CONTRIBUTORS

Drug importation threatens backbone of New Jersey’s economy

Joseph Pannullo

Millions of Americans’ lives are riding on the success of a few New Jersey companies.

Garden State pharmaceutical firms account for nearly 30 percent of all diabetes and heart disease treatments in development.  These two diseases alone kill hundreds of thousands of Americans each year. And they’re driving U.S. healthcare costs through the roof.

Those treatments may never reach patients if some in Washington push forward with a plan to allow patients to import foreign prescription drugs. Though intended to help patients, importing these medicines would endanger patients’ health, put thousands of New Jersey jobs at risk and undermine research into new treatments.

The biopharmaceutical industry is a mainstay of the New Jersey economy. It’s the top industry in the state – directly supporting over 65,000 jobs from Sussex to Cape May. Many of those jobs employ highly-skilled workers.

************

> The problem
Return the part of the drug importation article starting with "Millions of Americans’" and going on through "employ highly-skilled workers.", copied word for word.

************

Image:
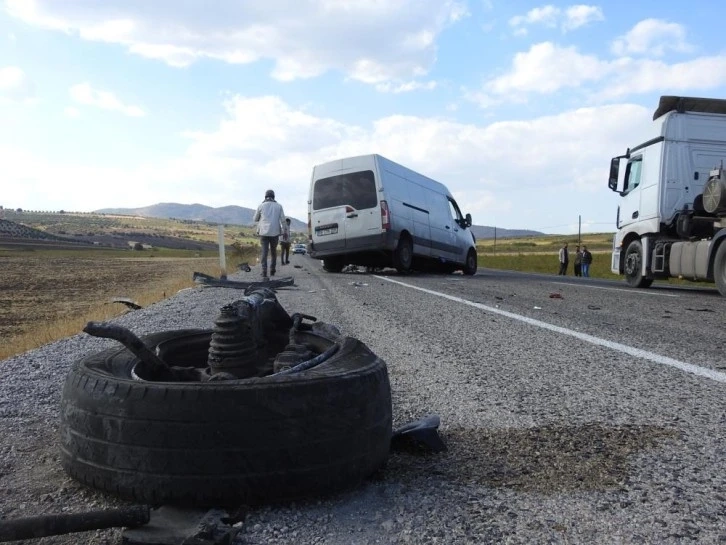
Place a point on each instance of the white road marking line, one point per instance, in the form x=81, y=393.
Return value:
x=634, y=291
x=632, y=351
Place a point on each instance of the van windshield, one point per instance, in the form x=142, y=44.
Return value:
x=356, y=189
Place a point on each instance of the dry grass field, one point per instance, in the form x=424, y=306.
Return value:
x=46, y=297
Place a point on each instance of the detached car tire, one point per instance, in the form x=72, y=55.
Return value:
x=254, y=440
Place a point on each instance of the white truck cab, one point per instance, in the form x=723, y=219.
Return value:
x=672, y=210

************

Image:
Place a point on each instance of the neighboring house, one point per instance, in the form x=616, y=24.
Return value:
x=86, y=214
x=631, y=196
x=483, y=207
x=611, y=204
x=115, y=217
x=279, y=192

************

> Result below
Millions of Americans’ lives are riding on the success of a few New Jersey companies.

Garden State pharmaceutical firms account for nearly 30 percent of all diabetes and heart disease treatments in development.  These two diseases alone kill hundreds of thousands of Americans each year. And they’re driving U.S. healthcare costs through the roof.

Those treatments may never reach patients if some in Washington push forward with a plan to allow patients to import foreign prescription drugs. Though intended to help patients, importing these medicines would endanger patients’ health, put thousands of New Jersey jobs at risk and undermine research into new treatments.

The biopharmaceutical industry is a mainstay of the New Jersey economy. It’s the top industry in the state – directly supporting over 65,000 jobs from Sussex to Cape May. Many of those jobs employ highly-skilled workers.